EXERCISE MATERIAL
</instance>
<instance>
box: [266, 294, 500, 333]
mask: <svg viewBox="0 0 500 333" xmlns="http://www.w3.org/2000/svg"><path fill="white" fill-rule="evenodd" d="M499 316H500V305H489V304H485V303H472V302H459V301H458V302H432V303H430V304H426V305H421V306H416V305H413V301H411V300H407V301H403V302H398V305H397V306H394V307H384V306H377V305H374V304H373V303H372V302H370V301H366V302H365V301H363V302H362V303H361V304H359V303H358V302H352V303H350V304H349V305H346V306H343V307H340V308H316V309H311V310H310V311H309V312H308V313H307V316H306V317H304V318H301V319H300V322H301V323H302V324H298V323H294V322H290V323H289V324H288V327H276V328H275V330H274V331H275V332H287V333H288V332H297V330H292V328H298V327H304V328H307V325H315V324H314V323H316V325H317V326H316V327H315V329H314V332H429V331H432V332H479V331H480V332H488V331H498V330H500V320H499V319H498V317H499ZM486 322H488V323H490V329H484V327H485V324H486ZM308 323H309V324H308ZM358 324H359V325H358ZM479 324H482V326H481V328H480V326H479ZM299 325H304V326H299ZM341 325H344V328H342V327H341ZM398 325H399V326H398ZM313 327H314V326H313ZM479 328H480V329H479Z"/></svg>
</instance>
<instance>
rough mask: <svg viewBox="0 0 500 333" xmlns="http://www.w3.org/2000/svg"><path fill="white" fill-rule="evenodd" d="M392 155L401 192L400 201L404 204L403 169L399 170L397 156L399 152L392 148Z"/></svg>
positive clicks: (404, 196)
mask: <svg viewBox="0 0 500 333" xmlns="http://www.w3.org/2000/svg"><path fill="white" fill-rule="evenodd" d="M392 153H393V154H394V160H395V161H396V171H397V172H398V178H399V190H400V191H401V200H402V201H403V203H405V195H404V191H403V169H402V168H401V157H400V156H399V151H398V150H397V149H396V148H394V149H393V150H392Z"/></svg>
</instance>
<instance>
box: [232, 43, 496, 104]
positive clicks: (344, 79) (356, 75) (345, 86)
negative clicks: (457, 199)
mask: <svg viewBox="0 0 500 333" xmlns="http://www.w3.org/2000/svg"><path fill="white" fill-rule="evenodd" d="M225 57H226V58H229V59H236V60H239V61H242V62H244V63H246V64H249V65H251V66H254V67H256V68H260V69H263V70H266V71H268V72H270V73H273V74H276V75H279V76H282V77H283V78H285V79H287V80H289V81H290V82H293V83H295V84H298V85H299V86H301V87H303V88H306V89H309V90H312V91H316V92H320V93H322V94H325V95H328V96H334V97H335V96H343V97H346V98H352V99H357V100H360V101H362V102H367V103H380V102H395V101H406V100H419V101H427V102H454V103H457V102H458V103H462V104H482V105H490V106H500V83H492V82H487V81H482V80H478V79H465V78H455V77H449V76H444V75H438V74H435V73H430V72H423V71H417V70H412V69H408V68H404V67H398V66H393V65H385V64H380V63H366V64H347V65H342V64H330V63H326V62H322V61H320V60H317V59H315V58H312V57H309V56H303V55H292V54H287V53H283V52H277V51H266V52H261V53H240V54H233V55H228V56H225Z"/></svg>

PROBLEM REQUIREMENTS
Report how many lines of the data above contain the word "positive", giving only the number.

RESULT FOR THIS EXERCISE
2